## Task requirements:
In the option agreement excerpt below, rewrite the passage from "WHEREAS, Grantee has" to "Exercise of Option.", replacing "Grantee" with "Optionee".

## Extract provided:
WHEREAS, Grantee has requested that Grantor agree, and Grantor has
agreed, to grant Grantee the Option (as defined herein), on the terms set forth
herein;
NOW, THEREFORE, in consideration of the foregoing and the respective
representations, warranties, covenants and agreements set forth herein Grantor
and Grantee agree as follows:
1. Grant & Exercise of Option.
(a) Subject to the terms and conditions set forth herein,
Grantor hereby grants to Grantee an irrevocable option (the "Option") to
purchase up to 328,000 shares (as adjusted set forth herein) (the "Option
Shares") of the common stock, $.01 par value per share, (the "Harding Common
Stock") of Harding Lawson Associates Group, Inc., a Delaware corporation (the
"Company") at a purchase price of $8.00 (as adjusted as set forth herein) per
share (the "Purchase Price") free and clear of all liens, claims, charges and
encumbrances of whatsoever kind and so that upon the Option Closing Date the
Option Shares may be sold by the Grantee in the United States open market
without further registration under the United States Securities Act of 1933,
amended.
(b) Grantee may exercise the Option, in whole or in part, at
any time and from time to time, until the Option shall terminate and be of no
further force and effect after 31 December, 2000; provided, however, that all
the conditions set forth in Section 2 of this Agreement shall be met before the
Option can be completed.

## Data entries:
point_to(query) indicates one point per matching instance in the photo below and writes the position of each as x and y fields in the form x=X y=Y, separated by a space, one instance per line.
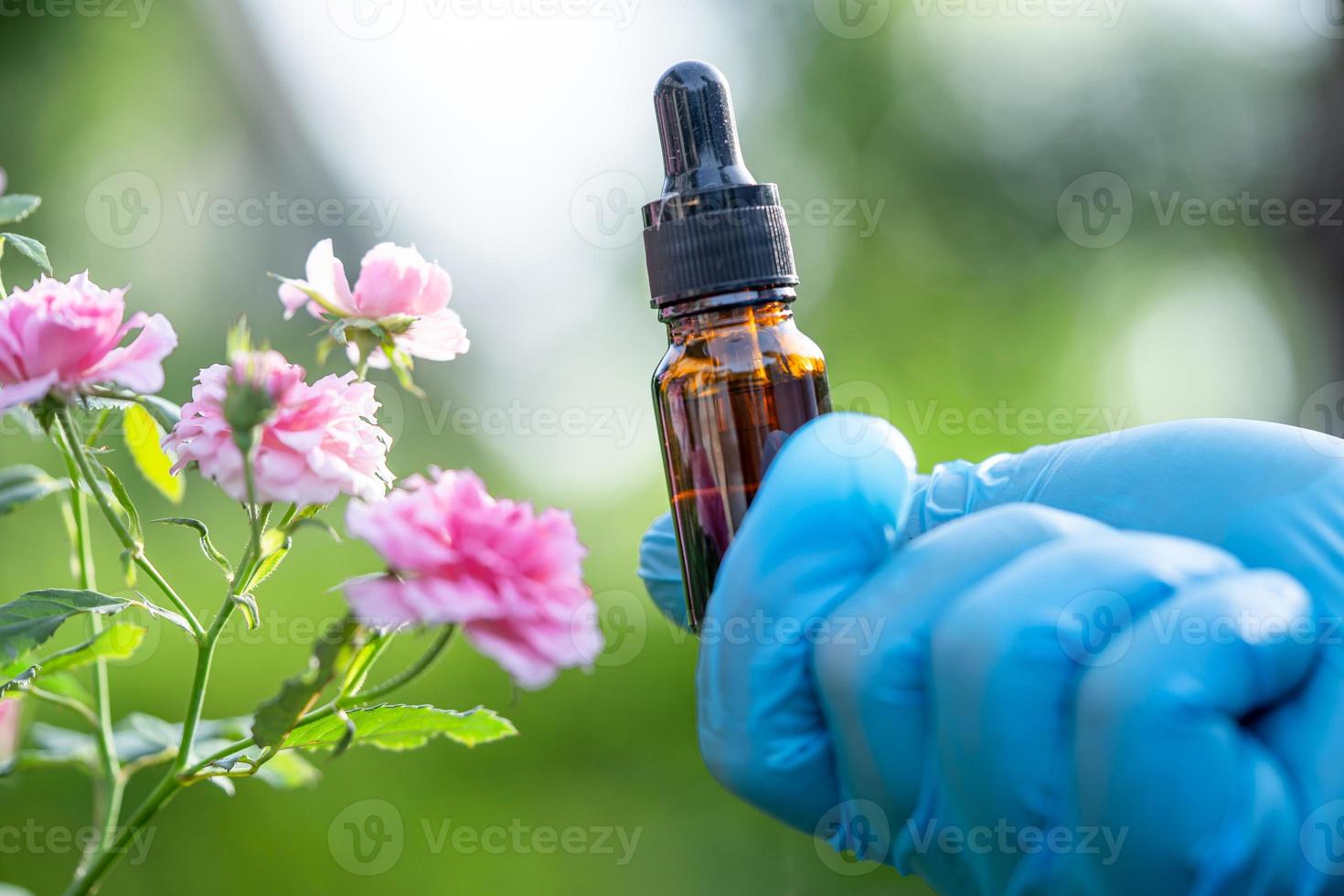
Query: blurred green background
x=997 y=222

---

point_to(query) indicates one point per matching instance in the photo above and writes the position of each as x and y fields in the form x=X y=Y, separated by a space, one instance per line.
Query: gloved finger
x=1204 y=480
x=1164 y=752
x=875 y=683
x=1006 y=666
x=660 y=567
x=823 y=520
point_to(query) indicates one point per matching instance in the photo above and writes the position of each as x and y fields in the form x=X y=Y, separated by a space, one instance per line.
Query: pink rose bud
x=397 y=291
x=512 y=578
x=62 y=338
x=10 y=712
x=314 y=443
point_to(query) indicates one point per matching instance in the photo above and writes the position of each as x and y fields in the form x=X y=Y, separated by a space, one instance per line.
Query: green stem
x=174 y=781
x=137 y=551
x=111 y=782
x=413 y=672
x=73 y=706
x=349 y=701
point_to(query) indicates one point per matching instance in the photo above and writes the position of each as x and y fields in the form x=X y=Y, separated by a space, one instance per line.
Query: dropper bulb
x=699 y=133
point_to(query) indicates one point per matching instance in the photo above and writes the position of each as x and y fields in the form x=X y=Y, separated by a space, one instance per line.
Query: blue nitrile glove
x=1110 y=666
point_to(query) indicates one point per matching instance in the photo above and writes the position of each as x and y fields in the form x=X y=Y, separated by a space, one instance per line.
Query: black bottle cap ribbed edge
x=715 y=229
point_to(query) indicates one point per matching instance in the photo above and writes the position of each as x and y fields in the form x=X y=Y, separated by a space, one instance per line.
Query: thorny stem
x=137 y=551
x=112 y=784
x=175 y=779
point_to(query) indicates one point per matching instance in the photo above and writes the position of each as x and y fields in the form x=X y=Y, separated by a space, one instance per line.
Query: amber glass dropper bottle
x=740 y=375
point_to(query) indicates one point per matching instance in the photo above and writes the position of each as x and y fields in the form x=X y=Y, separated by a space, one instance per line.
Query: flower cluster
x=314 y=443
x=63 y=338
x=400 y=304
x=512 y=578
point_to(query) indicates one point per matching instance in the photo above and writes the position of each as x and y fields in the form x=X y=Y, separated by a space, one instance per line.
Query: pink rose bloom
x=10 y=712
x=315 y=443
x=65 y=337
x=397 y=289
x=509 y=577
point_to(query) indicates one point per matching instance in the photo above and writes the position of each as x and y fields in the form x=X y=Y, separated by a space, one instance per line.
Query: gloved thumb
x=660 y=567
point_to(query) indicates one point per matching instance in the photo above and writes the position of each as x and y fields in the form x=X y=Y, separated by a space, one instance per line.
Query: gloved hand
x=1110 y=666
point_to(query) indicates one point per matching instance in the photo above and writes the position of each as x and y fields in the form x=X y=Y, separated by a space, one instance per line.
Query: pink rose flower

## Answer in full:
WHEREAS, Optionee has requested that Grantor agree, and Grantor has
agreed, to grant Optionee the Option (as defined herein), on the terms set forth
herein;
NOW, THEREFORE, in consideration of the foregoing and the respective
representations, warranties, covenants and agreements set forth herein Grantor
and Optionee agree as follows:
1. Grant & Exercise of Option.